#### YOUR INSTRUCTIONS:
Rename "Bounding Box Detector" to "Object Locator" throughout all the entries below, change nothing else, and leave the pictures out of your answer.

BEGIN RECORDS TO USE

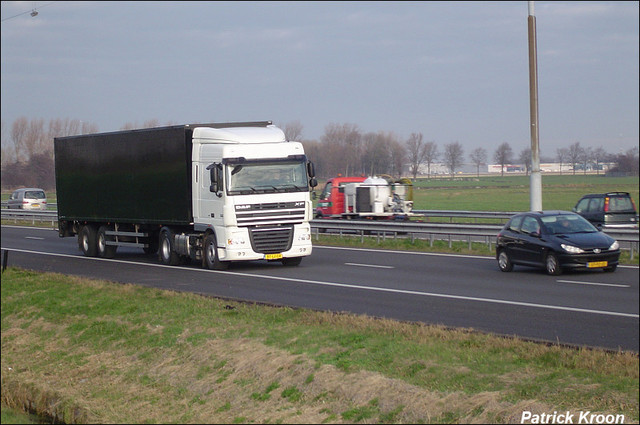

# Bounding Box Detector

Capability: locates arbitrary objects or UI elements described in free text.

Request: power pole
[527,1,542,211]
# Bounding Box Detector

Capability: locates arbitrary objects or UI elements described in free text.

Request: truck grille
[236,201,305,227]
[249,226,293,254]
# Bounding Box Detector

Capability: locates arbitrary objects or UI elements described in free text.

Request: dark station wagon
[496,211,620,275]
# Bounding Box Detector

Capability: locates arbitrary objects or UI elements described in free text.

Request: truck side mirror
[207,163,222,197]
[307,161,316,178]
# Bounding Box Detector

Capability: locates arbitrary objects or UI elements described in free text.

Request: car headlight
[560,243,584,254]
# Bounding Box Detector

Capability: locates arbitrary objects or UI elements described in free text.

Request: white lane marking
[344,263,395,269]
[558,280,631,288]
[4,248,640,319]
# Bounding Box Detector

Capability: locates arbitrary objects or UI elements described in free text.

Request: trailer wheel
[158,228,180,266]
[78,224,98,257]
[97,226,118,258]
[202,233,229,270]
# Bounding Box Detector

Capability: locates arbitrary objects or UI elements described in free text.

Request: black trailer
[54,121,272,257]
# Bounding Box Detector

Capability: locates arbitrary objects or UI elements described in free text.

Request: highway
[2,226,639,352]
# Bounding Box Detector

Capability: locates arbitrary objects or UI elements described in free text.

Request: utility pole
[527,1,542,211]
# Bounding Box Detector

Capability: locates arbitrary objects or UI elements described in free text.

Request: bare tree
[24,118,45,158]
[405,133,425,180]
[556,148,569,174]
[284,121,302,142]
[469,148,487,177]
[610,147,638,176]
[389,135,407,177]
[493,142,513,176]
[424,142,440,178]
[321,124,362,176]
[567,142,584,176]
[580,147,592,176]
[591,146,607,175]
[443,142,464,176]
[11,117,29,162]
[360,133,391,176]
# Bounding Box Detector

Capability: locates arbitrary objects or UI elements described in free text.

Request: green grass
[413,175,639,211]
[1,268,639,423]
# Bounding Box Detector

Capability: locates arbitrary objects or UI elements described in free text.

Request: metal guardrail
[2,208,639,258]
[412,210,517,222]
[311,219,639,258]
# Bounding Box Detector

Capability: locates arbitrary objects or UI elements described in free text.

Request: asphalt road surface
[2,226,639,352]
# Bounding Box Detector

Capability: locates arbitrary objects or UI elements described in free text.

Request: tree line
[2,117,638,190]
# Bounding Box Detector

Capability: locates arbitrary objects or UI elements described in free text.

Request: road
[2,226,639,352]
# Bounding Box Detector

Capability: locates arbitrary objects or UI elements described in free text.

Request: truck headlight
[227,235,248,248]
[298,232,311,241]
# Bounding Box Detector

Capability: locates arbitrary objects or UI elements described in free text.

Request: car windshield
[609,196,634,212]
[227,160,309,195]
[541,215,598,235]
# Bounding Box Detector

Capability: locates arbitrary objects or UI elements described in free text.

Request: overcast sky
[1,1,640,157]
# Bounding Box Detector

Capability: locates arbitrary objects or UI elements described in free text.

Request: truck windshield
[227,160,309,195]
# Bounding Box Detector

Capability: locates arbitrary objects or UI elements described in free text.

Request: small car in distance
[573,192,638,228]
[496,211,620,275]
[7,188,47,210]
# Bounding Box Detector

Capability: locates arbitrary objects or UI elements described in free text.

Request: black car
[573,192,638,228]
[496,211,620,275]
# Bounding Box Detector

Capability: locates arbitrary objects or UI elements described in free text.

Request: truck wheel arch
[78,224,98,257]
[96,225,118,258]
[202,232,229,270]
[158,227,180,266]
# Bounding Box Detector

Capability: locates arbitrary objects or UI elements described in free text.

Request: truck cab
[315,177,366,218]
[192,126,315,264]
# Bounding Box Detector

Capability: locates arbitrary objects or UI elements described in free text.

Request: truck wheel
[202,233,229,270]
[78,224,98,257]
[142,232,160,255]
[97,226,118,258]
[158,229,180,266]
[282,257,302,267]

END RECORDS TO USE

#### OUTPUT BELOW:
# Object Locator

Capability: locates arbitrary objects or UI elements described in free text.

Request: power pole
[527,1,542,211]
# Object Locator

Capability: locates arbitrary objects or UI elements described in free text.

Request: truck grille
[236,201,305,227]
[249,226,293,254]
# Object Locator

Capability: locates arbitrary objects or UI elements described in free text.

Request: dark station wagon
[496,211,620,275]
# Object Locator

Capability: locates arbitrary objects or UI elements described in free text.

Request: truck side mirror
[207,163,222,197]
[307,161,316,178]
# Object Locator

Capability: locates arbitrary objects or UI elements described in free text.

Request: car headlight
[560,243,584,254]
# Object Locator

Capability: locates arbitrary objects or UI elements described in free text.

Request: white lane marking
[344,263,395,269]
[558,280,631,288]
[4,248,640,319]
# Object Locator

Capability: locates arbitrary objects or UI elements described in free text.

Request: trailer wheel
[158,228,180,266]
[78,224,98,257]
[97,226,118,258]
[202,233,229,270]
# Object Locator

Capability: locates arbitrary objects or UI elements described in free text.

Request: black trailer
[54,121,272,257]
# Object Locator

Capability: locates arbitrary objects or UI elements described in free text.

Request: highway
[2,226,639,352]
# Object Locator

Capability: locates arbitrary objects or UI elements described in free text.

Request: utility pole
[527,1,542,211]
# Object Locator

Capability: locates arbitrary objects or UI elements described in free text.

Request: bare tree
[24,118,45,158]
[405,133,425,180]
[556,148,569,174]
[284,121,302,142]
[469,148,487,177]
[610,147,638,176]
[389,135,407,177]
[493,142,513,176]
[424,142,440,178]
[321,124,362,176]
[567,142,584,176]
[580,147,592,176]
[591,146,607,175]
[443,142,464,176]
[11,117,29,162]
[360,133,391,176]
# Object Locator

Capability: locates arbitrary objects or UI elements described in free text.

Request: green grass
[413,175,639,211]
[1,268,639,423]
# Object Locator

Capability: locates arbitrary objects or UI elements described in free text.

Request: metal guardrail
[2,208,639,258]
[412,210,517,222]
[311,219,639,258]
# Object Locator

Capability: locates arbitrary objects or UI elements described in free text.

Request: asphalt road surface
[2,226,639,352]
# Object Locator

Capability: locates arbitrary objects or UI elements described in free text.

Request: tree line
[2,117,638,190]
# Object Locator

Capability: locates arbitrary objects or UI elements described in free text.

Request: road
[2,226,639,352]
# Object Locator

Capability: locates arbitrary objects or UI elements described in free text.

Request: truck headlight
[227,235,248,248]
[298,232,311,241]
# Object Locator

Capability: locates arbitrary objects or UI elements described in free text.

Request: car windshield
[609,196,634,212]
[227,160,309,195]
[541,215,598,235]
# Object Locator

Capability: locates arbitrary objects or UI elements described in free text.

Request: overcast sky
[1,1,640,157]
# Object Locator

Capability: locates arbitrary objects or UI elements described in free text.

Request: truck windshield
[227,160,309,195]
# Object Locator

Capability: locates arbitrary objects or UI elements described in free text.

Request: small car in distance
[573,192,638,228]
[496,211,620,275]
[7,188,47,210]
# Object Locator

Capability: locates arbitrary objects or UI elements described in free text.

Request: black car
[573,192,638,228]
[496,211,620,275]
# Object Locator

Capability: locates arbitrary objects or UI elements described in free text.

Request: truck wheel arch
[78,224,98,257]
[96,225,118,258]
[202,232,229,270]
[158,227,180,266]
# Object Locator

Capability: locates arbitrary objects or UI elements described in free text.

Request: truck cab
[315,177,366,218]
[192,126,315,264]
# Object Locator

Capability: locates arbitrary objects or UI elements described in free text.

Request: truck wheel
[202,233,229,270]
[78,224,98,257]
[142,232,160,255]
[97,226,118,258]
[158,229,180,266]
[282,257,302,267]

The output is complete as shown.